* [What the exercise asks] Update the items from the line that has "Category: the lake" through the last line, replacing "valley floor" with "valley bottom" and leaving everything else unchanged.

Items from a data collection

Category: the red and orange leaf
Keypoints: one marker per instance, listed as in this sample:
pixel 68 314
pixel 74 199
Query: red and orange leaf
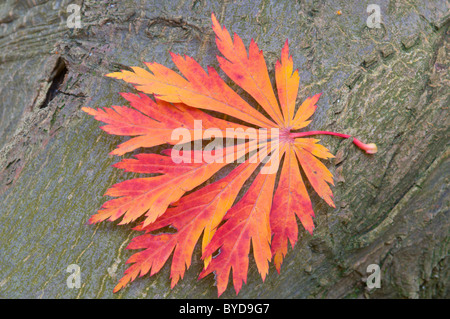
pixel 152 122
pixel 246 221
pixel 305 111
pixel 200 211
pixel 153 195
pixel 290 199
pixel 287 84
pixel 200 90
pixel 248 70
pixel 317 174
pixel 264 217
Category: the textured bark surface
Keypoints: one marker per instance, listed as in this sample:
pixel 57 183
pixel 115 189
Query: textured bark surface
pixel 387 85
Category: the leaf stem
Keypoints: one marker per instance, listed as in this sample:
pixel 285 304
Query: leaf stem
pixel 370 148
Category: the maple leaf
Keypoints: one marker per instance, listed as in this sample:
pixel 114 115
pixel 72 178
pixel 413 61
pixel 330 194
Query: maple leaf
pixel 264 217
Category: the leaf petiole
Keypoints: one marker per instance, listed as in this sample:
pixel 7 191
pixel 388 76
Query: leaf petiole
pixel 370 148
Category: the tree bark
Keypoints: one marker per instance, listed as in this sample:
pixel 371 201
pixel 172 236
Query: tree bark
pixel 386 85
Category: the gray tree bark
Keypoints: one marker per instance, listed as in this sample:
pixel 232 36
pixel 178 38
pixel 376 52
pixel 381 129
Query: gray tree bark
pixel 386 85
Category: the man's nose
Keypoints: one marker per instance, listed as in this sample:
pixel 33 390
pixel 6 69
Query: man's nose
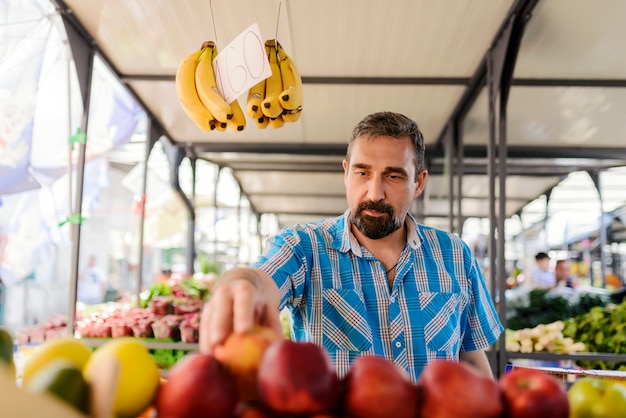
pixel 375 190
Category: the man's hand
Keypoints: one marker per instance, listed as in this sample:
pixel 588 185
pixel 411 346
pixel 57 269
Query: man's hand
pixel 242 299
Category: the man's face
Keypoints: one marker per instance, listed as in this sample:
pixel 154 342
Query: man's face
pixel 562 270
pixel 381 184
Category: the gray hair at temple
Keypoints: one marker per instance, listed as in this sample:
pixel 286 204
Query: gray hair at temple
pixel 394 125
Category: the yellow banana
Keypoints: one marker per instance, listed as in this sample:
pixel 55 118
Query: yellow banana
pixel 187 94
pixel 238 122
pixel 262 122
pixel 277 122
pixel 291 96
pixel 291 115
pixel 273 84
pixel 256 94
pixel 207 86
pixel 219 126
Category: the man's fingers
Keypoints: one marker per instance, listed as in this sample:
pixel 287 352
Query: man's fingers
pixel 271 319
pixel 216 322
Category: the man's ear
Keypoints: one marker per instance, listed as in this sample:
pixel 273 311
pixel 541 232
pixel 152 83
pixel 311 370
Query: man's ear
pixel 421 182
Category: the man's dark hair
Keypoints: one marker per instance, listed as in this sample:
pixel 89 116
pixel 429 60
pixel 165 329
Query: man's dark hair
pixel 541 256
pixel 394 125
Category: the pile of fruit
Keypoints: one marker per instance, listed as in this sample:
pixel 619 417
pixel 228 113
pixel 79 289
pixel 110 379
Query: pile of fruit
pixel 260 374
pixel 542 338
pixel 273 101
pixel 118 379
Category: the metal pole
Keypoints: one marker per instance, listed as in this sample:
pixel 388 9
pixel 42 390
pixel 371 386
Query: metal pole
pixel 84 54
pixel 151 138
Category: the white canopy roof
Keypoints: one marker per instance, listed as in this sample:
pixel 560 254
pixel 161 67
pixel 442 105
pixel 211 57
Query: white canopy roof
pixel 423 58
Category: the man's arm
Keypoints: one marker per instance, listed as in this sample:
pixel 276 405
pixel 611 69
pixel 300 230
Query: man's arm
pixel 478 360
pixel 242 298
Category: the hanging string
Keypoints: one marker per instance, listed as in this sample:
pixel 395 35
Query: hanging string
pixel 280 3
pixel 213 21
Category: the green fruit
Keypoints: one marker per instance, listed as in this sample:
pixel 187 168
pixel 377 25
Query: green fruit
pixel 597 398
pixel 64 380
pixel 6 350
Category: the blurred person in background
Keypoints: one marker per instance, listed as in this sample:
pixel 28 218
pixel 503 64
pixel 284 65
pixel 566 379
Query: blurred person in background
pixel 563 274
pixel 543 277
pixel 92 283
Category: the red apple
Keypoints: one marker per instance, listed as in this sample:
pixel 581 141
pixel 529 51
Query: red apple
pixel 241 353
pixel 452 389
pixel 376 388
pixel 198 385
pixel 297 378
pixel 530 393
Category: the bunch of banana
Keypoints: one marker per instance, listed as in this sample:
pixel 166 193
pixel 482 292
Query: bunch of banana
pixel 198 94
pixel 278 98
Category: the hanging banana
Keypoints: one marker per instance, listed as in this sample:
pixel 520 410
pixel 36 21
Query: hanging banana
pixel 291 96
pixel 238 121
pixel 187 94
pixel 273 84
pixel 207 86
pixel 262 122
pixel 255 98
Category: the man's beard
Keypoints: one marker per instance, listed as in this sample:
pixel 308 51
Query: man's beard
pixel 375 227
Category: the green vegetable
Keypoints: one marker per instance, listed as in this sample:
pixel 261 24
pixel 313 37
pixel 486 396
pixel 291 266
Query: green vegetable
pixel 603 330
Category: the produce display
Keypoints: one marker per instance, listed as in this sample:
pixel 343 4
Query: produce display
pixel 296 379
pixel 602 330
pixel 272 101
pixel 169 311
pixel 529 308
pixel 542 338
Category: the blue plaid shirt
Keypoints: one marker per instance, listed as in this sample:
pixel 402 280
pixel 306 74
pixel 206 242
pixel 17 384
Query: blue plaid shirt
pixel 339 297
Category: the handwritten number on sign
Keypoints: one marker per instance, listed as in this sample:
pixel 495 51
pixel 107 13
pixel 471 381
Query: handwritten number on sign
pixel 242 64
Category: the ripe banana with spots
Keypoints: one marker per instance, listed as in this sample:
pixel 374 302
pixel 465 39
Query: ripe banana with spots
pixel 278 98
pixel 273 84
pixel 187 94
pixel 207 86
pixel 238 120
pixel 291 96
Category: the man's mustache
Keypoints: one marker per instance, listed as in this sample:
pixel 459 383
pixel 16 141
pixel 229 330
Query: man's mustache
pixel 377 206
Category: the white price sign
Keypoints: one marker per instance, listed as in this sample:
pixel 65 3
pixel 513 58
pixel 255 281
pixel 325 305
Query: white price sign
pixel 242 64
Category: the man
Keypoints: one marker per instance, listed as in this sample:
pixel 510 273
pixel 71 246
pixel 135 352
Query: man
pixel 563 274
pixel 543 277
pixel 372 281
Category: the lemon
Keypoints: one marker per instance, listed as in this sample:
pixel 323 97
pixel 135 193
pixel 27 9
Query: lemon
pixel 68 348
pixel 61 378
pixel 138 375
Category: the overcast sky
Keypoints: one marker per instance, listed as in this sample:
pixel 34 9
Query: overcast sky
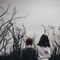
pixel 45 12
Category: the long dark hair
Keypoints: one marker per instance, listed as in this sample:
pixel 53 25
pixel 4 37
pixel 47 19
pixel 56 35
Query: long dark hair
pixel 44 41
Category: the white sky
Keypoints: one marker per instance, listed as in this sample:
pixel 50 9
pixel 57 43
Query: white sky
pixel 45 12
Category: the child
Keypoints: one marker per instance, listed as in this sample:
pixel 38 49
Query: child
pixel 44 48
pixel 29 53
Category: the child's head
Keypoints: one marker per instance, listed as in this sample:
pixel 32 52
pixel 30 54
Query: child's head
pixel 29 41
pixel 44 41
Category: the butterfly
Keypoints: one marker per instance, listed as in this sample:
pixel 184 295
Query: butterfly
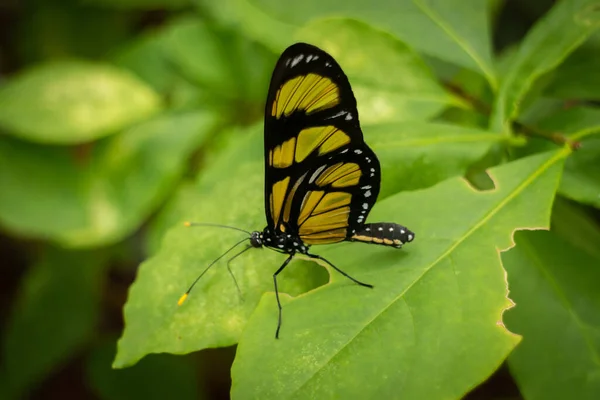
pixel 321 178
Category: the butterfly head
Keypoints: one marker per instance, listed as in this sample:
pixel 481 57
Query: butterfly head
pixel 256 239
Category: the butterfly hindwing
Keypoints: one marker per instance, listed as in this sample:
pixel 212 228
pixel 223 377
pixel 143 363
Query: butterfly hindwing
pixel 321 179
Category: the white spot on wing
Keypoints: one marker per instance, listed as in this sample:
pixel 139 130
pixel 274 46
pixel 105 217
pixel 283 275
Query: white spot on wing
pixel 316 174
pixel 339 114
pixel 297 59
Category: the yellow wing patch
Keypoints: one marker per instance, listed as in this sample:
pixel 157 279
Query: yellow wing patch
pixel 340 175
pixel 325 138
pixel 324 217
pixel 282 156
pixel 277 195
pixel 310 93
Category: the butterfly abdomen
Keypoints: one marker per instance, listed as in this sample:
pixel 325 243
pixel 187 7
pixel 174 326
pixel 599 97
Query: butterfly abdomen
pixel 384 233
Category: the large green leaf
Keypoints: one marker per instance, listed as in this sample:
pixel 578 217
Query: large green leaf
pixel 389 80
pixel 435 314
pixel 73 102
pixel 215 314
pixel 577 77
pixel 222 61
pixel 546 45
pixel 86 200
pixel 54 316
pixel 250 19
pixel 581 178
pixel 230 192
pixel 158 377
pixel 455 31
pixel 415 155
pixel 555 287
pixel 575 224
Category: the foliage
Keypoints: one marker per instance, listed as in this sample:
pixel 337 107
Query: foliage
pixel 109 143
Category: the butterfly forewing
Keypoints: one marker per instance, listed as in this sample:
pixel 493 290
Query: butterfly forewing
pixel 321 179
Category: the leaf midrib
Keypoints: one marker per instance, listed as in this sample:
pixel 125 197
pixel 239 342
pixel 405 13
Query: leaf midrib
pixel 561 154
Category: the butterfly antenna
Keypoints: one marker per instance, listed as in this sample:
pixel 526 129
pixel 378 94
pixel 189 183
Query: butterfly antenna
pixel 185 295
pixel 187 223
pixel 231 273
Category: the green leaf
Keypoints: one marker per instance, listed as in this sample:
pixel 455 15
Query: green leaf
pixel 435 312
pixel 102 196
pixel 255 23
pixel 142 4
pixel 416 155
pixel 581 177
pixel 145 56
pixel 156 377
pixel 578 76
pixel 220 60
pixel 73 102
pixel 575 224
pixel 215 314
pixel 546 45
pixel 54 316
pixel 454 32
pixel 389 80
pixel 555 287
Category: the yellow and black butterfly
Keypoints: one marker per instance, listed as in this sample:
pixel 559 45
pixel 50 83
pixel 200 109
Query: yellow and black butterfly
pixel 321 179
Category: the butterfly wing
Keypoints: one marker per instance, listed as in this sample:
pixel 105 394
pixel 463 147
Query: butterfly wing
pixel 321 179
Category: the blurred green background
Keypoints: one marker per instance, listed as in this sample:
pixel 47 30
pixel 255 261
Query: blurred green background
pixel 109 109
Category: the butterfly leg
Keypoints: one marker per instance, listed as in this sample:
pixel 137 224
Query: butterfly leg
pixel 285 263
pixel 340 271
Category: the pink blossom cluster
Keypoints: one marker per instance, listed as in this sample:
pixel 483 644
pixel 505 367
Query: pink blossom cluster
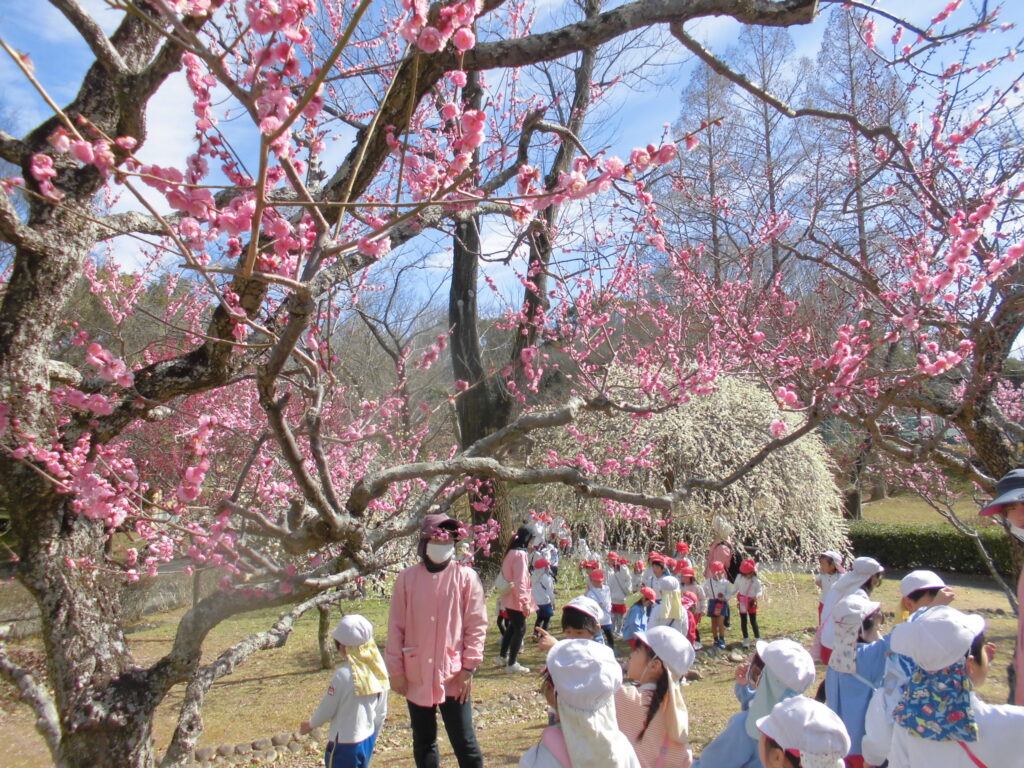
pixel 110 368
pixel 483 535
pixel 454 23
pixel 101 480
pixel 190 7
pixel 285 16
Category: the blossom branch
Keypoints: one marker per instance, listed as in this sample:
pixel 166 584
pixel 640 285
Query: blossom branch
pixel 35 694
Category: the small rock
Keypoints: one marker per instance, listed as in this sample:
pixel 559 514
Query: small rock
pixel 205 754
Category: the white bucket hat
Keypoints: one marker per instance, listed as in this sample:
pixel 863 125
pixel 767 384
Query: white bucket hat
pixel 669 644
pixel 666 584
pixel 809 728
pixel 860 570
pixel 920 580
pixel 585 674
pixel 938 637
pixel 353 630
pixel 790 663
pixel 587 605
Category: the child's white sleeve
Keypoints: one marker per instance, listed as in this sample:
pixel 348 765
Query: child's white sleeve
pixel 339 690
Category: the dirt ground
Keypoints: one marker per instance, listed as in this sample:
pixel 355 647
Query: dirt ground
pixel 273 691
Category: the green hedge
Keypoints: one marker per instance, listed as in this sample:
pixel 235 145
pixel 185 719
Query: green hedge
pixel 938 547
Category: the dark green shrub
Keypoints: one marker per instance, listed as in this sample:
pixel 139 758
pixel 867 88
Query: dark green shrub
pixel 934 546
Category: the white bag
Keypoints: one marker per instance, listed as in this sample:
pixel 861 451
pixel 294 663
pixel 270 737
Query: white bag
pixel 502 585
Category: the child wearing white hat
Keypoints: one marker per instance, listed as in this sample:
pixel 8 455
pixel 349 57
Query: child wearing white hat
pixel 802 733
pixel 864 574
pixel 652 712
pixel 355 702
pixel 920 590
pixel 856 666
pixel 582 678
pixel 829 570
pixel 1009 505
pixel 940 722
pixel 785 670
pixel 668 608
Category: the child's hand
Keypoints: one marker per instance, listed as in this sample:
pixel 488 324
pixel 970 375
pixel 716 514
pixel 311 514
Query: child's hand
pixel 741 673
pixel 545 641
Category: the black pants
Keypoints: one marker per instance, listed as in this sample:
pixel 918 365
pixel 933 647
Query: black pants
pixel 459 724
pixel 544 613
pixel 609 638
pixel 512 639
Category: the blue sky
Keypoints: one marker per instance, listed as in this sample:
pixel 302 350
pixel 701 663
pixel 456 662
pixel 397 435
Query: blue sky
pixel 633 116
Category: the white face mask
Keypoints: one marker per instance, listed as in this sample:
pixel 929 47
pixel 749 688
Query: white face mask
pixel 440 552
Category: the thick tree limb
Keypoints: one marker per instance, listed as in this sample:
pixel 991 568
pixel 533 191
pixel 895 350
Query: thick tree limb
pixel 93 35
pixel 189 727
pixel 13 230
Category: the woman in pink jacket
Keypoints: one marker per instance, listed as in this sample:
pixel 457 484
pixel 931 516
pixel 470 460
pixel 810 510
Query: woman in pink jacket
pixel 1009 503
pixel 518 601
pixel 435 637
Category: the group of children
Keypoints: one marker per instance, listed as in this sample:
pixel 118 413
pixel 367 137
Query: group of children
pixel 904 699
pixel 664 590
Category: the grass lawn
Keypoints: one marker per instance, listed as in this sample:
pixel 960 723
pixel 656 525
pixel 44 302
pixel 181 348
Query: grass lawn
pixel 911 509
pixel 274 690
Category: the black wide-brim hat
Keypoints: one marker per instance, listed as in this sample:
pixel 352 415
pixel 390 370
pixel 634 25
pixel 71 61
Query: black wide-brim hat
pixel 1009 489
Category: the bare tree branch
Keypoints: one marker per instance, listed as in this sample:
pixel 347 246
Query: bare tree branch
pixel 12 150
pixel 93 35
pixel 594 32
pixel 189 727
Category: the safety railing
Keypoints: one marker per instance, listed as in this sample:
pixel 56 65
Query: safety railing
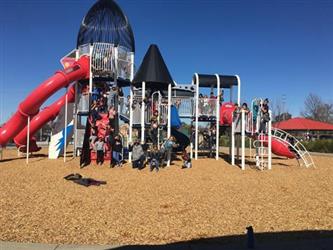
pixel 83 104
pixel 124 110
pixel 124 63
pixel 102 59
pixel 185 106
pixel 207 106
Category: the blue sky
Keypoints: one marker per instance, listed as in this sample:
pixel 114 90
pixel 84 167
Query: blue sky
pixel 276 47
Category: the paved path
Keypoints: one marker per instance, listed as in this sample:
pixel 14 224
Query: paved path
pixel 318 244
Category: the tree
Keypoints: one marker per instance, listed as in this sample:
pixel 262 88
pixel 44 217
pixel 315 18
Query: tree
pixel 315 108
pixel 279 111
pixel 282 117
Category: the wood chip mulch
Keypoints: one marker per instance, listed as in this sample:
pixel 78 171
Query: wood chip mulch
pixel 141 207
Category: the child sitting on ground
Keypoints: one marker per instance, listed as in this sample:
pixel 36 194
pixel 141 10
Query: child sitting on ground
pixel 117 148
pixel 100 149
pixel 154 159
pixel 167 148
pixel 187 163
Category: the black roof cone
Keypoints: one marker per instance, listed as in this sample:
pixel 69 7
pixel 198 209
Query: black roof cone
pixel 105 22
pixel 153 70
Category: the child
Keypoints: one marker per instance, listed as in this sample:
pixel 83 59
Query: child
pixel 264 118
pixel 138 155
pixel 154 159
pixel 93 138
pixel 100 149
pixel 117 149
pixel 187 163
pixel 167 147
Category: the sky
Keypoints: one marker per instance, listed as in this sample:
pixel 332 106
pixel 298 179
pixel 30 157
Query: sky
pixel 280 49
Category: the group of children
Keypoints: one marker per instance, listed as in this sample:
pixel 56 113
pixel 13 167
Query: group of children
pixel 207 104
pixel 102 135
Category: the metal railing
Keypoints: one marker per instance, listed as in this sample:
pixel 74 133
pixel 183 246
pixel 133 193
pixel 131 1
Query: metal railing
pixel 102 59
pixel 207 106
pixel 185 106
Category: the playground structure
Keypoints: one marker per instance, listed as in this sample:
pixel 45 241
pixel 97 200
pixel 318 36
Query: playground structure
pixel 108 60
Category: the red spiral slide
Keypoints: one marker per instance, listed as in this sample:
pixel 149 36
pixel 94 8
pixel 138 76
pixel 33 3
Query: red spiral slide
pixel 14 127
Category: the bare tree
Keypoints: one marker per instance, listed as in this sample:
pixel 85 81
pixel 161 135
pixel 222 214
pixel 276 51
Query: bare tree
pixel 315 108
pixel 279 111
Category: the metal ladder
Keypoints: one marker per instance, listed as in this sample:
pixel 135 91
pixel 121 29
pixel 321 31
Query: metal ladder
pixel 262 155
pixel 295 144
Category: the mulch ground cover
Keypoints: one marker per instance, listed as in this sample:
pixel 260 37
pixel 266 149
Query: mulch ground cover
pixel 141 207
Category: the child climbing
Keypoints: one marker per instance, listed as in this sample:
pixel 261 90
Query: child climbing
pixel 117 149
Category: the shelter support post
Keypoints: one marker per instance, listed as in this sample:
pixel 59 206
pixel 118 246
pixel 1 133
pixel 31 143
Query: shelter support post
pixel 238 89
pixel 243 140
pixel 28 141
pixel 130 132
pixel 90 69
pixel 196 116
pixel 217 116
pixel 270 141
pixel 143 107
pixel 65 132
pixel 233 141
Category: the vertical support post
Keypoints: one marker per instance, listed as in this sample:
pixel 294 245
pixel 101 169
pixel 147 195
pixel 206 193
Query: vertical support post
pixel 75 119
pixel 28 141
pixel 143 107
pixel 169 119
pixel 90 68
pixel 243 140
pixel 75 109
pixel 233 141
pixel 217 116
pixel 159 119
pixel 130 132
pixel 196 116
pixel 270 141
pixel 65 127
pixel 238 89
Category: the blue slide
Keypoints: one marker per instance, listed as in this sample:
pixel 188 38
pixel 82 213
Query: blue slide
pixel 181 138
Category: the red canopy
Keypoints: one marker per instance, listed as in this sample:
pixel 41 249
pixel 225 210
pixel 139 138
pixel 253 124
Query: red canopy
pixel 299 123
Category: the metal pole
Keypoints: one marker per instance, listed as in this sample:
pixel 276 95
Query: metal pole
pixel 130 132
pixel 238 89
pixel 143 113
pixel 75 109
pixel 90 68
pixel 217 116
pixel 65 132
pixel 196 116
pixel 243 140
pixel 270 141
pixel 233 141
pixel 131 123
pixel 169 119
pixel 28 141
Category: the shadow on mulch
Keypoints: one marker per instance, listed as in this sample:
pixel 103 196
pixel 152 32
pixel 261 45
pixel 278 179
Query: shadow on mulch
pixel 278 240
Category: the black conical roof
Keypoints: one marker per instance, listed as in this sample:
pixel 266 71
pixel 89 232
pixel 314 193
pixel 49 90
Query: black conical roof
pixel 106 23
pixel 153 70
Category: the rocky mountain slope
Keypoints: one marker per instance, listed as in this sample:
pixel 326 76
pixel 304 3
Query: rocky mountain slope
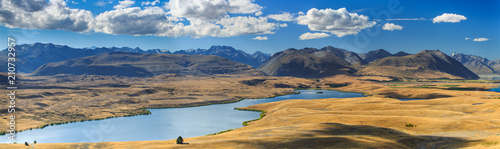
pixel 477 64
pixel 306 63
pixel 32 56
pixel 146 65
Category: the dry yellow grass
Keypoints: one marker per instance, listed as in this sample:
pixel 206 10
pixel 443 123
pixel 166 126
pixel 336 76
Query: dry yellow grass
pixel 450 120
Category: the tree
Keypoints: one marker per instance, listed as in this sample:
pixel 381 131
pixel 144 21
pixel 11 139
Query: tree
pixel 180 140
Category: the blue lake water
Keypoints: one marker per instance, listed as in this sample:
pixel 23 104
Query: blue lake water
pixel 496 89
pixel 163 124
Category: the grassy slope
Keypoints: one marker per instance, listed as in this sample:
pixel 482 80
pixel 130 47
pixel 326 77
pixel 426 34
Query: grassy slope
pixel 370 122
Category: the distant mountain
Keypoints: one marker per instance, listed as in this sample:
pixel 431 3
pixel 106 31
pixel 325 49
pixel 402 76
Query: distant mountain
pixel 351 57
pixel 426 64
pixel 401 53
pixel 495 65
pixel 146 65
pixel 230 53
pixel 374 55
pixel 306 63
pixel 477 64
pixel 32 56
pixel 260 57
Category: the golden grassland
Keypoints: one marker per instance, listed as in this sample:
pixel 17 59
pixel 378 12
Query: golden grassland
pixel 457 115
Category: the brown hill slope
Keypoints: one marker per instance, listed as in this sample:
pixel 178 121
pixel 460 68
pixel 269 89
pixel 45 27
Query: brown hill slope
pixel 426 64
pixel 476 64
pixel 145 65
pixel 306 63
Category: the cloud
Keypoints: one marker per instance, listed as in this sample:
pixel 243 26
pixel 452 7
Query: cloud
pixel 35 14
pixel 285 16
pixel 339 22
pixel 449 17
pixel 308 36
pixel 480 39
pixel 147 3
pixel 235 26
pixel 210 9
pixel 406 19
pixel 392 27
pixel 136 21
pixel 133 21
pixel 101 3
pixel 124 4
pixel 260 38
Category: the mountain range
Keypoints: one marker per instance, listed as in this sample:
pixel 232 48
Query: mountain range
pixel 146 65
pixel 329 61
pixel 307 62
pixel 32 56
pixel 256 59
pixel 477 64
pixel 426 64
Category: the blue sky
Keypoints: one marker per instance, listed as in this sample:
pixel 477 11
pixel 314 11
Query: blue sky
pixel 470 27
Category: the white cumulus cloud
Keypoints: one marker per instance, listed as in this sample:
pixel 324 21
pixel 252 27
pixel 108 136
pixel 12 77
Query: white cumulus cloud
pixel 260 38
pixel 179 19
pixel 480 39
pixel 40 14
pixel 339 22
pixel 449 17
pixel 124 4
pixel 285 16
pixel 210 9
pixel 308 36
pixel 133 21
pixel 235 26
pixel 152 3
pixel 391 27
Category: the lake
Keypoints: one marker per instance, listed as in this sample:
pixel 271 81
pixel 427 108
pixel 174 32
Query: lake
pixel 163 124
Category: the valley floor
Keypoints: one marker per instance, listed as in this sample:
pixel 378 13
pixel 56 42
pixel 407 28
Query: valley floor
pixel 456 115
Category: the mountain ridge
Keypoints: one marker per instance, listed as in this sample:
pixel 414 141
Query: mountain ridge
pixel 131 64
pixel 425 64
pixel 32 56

* [Written answer]
Category: the lake
Keypoints: one marker per instance, listed as in this sample:
pixel 271 81
pixel 427 108
pixel 174 32
Query: lake
pixel 163 124
Category: the valley bottom
Keypoints: one marker per instance, listed as in this sample:
pixel 378 13
pixel 56 42
pixel 407 28
Query: valley bottom
pixel 456 115
Category: the mountain ridge
Keypoints: one marker per instance, listed as in this sample:
pixel 414 141
Query: mountain ridge
pixel 131 64
pixel 425 64
pixel 32 56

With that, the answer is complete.